Exercise objective: Rewrite all of the lines below, swapping "stitched seam" for "sewn seam" and leaving everything else as it is.

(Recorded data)
————————
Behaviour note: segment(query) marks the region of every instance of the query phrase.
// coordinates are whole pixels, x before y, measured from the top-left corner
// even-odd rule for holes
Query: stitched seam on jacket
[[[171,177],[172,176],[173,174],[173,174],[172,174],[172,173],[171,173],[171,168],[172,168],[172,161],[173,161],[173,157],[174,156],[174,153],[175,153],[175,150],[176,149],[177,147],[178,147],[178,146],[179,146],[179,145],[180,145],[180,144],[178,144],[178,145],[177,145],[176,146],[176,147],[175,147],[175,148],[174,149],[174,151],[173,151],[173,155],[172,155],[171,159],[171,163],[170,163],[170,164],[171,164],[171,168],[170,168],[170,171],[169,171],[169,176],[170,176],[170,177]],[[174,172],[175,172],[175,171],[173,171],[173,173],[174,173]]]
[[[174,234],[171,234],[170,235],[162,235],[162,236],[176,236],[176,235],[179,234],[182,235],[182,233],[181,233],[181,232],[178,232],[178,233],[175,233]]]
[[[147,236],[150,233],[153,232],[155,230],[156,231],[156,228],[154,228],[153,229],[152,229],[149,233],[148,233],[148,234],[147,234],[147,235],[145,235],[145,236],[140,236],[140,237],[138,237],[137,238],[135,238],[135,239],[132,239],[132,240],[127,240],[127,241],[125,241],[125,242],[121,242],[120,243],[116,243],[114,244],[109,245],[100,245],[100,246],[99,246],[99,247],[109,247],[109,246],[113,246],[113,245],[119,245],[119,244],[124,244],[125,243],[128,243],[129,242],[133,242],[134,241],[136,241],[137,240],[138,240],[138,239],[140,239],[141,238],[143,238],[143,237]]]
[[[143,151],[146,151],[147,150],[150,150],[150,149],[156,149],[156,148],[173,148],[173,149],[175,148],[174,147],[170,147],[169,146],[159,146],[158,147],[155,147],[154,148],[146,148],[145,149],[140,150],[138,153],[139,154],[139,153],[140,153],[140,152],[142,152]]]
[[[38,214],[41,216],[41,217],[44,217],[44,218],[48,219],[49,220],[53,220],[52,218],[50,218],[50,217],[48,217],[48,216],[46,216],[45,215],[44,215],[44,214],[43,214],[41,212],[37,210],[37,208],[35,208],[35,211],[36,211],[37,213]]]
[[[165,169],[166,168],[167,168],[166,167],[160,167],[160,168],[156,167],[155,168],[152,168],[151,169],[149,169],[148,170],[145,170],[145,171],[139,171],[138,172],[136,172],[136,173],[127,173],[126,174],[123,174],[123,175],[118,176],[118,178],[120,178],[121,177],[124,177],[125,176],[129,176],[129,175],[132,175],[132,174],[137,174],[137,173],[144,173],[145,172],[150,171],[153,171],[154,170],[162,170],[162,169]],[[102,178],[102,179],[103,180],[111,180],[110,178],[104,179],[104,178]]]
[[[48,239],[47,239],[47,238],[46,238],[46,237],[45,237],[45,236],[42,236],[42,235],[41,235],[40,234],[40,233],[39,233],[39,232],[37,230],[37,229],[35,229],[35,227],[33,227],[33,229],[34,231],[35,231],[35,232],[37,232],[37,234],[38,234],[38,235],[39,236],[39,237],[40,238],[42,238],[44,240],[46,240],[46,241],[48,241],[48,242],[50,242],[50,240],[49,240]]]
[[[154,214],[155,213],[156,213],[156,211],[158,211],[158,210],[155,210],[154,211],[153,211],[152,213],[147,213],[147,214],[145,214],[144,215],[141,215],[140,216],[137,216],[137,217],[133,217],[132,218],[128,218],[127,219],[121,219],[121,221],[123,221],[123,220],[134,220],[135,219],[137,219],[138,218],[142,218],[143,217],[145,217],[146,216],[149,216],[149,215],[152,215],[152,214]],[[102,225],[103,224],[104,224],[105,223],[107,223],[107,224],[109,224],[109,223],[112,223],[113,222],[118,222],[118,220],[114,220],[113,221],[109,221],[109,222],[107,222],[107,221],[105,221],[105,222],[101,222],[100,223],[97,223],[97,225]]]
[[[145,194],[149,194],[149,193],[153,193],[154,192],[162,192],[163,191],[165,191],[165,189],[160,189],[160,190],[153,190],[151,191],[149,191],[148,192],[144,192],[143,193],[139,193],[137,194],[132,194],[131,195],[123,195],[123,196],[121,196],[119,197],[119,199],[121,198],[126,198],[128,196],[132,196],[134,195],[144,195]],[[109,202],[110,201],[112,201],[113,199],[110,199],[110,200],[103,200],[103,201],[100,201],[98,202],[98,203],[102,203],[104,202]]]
————————
Response to this exercise:
Behaviour note: segment(query) marks the region of every instance of the query phrase.
// coordinates are whole pixels, x before y, measured from the top-left corner
// even-odd rule for holes
Query: sewn seam on jacket
[[[171,177],[172,176],[173,174],[173,174],[172,174],[172,173],[171,173],[171,168],[172,168],[172,161],[173,161],[173,157],[174,156],[174,153],[175,153],[175,150],[176,149],[177,147],[178,147],[178,146],[179,146],[179,145],[180,145],[180,144],[178,144],[178,145],[177,145],[176,146],[176,147],[175,147],[175,148],[174,149],[174,151],[173,151],[173,155],[172,155],[171,159],[171,163],[170,163],[170,164],[171,164],[171,168],[170,168],[170,171],[169,171],[169,176],[170,176],[170,177]],[[174,172],[175,172],[175,171],[173,171],[173,173],[174,173]]]
[[[174,234],[171,234],[170,235],[162,235],[162,236],[176,236],[176,235],[179,234],[182,235],[182,233],[181,233],[181,232],[178,232],[178,233],[175,233]]]
[[[147,236],[150,233],[153,232],[155,230],[156,231],[156,228],[154,228],[153,229],[152,229],[149,233],[148,233],[148,234],[147,234],[147,235],[145,235],[145,236],[140,236],[140,237],[138,237],[137,238],[135,238],[135,239],[132,239],[132,240],[127,240],[127,241],[125,241],[125,242],[121,242],[120,243],[116,243],[114,244],[109,245],[100,245],[100,246],[99,246],[99,247],[109,247],[109,246],[113,246],[113,245],[119,245],[119,244],[124,244],[125,243],[128,243],[129,242],[133,242],[134,241],[136,241],[137,240],[138,240],[138,239],[140,239],[141,238],[143,238],[143,237]]]
[[[143,151],[146,151],[147,150],[150,150],[150,149],[156,149],[156,148],[173,148],[173,149],[175,148],[174,147],[170,147],[169,146],[159,146],[158,147],[155,147],[154,148],[146,148],[145,149],[140,150],[138,153],[139,154],[139,153],[140,153],[140,152],[142,152]]]
[[[38,214],[41,216],[41,217],[44,217],[44,218],[48,219],[49,220],[53,220],[52,218],[50,218],[50,217],[48,217],[48,216],[46,216],[45,215],[44,215],[44,214],[43,214],[41,212],[37,210],[37,208],[35,208],[35,211],[36,211],[37,213]]]
[[[165,169],[166,168],[167,168],[166,167],[160,167],[160,168],[156,167],[155,168],[152,168],[151,169],[149,169],[148,170],[145,170],[145,171],[139,171],[138,172],[136,172],[136,173],[127,173],[126,174],[123,174],[123,175],[118,176],[118,178],[120,178],[121,177],[124,177],[125,176],[129,176],[129,175],[132,175],[132,174],[137,174],[137,173],[144,173],[145,172],[150,171],[153,171],[154,170],[162,170],[162,169]],[[102,178],[102,179],[103,180],[111,180],[110,178],[104,179],[104,178]]]
[[[48,239],[47,239],[47,238],[46,238],[46,237],[45,237],[45,236],[42,236],[42,235],[41,235],[40,234],[40,233],[39,233],[39,232],[37,230],[37,229],[35,229],[35,227],[33,227],[33,229],[34,231],[35,231],[35,232],[37,232],[37,234],[38,234],[38,235],[39,236],[39,237],[40,238],[42,238],[44,240],[46,240],[46,241],[48,241],[48,242],[50,242],[50,240],[49,240]]]
[[[154,214],[155,213],[156,213],[156,211],[158,211],[158,210],[155,210],[154,211],[153,211],[152,213],[147,213],[147,214],[145,214],[144,215],[141,215],[140,216],[137,216],[137,217],[133,217],[132,218],[128,218],[127,219],[121,219],[121,221],[123,221],[123,220],[134,220],[135,219],[137,219],[138,218],[142,218],[143,217],[145,217],[146,216],[149,216],[149,215],[152,215],[152,214]],[[102,225],[103,224],[104,224],[105,223],[107,223],[107,224],[109,224],[109,223],[112,223],[113,222],[118,222],[118,220],[114,220],[113,221],[109,221],[109,222],[107,222],[107,221],[105,221],[105,222],[101,222],[100,223],[97,223],[97,225]]]
[[[145,194],[149,194],[149,193],[153,193],[154,192],[162,192],[163,191],[165,191],[165,189],[160,189],[160,190],[153,190],[151,191],[149,191],[148,192],[144,192],[143,193],[139,193],[137,194],[132,194],[131,195],[123,195],[123,196],[121,196],[119,197],[119,199],[121,198],[126,198],[128,196],[132,196],[134,195],[144,195]],[[109,202],[110,201],[112,201],[113,199],[110,199],[110,200],[103,200],[103,201],[100,201],[98,202],[98,203],[102,203],[104,202]]]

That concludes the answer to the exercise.